[Start of Attachment]

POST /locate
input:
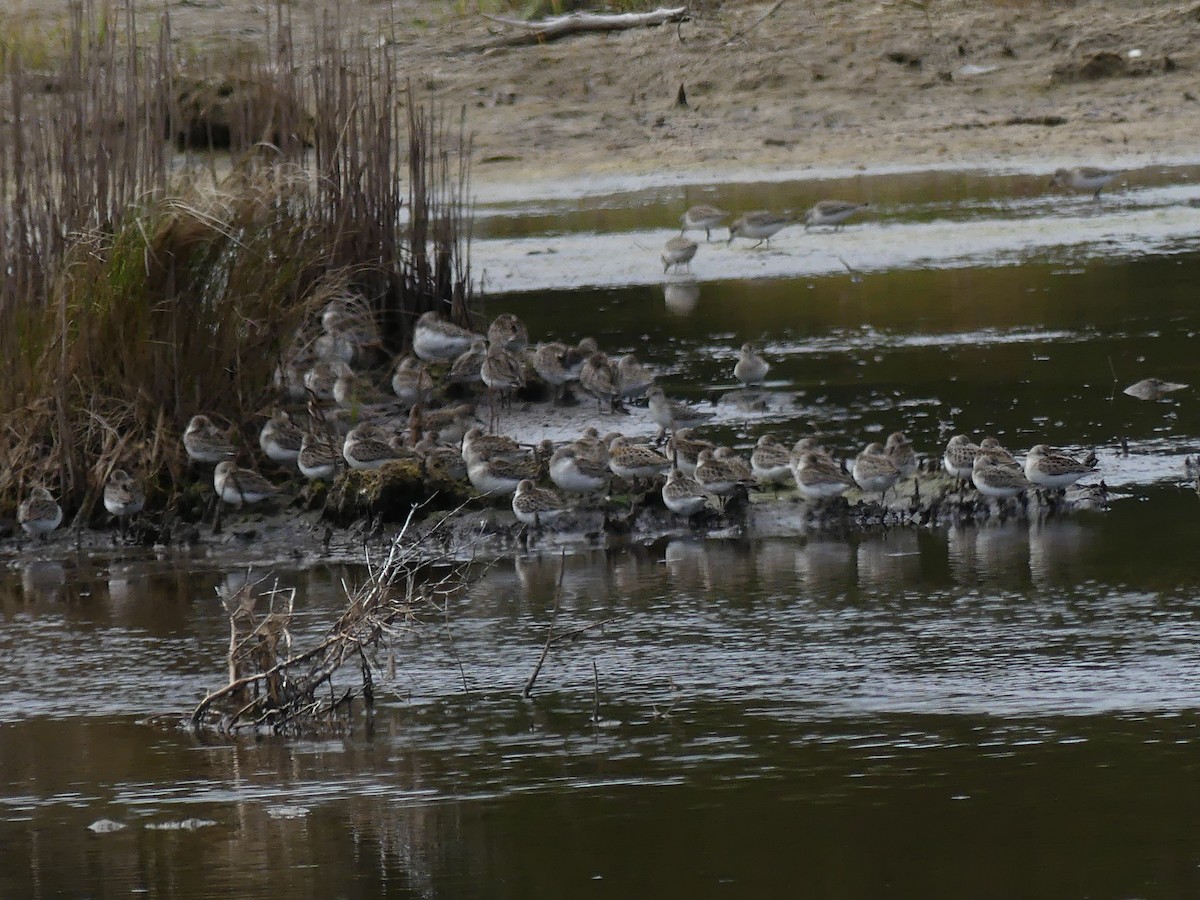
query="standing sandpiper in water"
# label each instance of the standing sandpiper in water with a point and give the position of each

[End of Attachment]
[Start of Attachment]

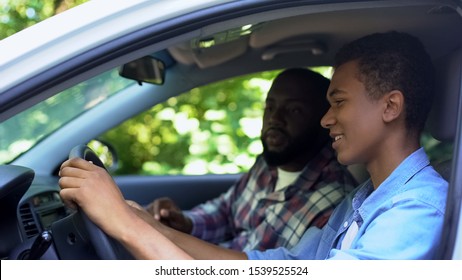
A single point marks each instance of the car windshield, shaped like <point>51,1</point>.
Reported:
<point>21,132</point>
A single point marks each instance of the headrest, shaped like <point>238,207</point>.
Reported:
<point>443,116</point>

[End of Attachment]

» TASK PROMPT
Output only the lines above from the one containing "POST /locate" to the one containing "# label each", both included, exactly as written and with no pictures.

» ANSWER TO THIS TASK
POST /locate
input:
query="standing sandpiper in water"
# label each instance of the standing sandpiper in water with a point and give the position of each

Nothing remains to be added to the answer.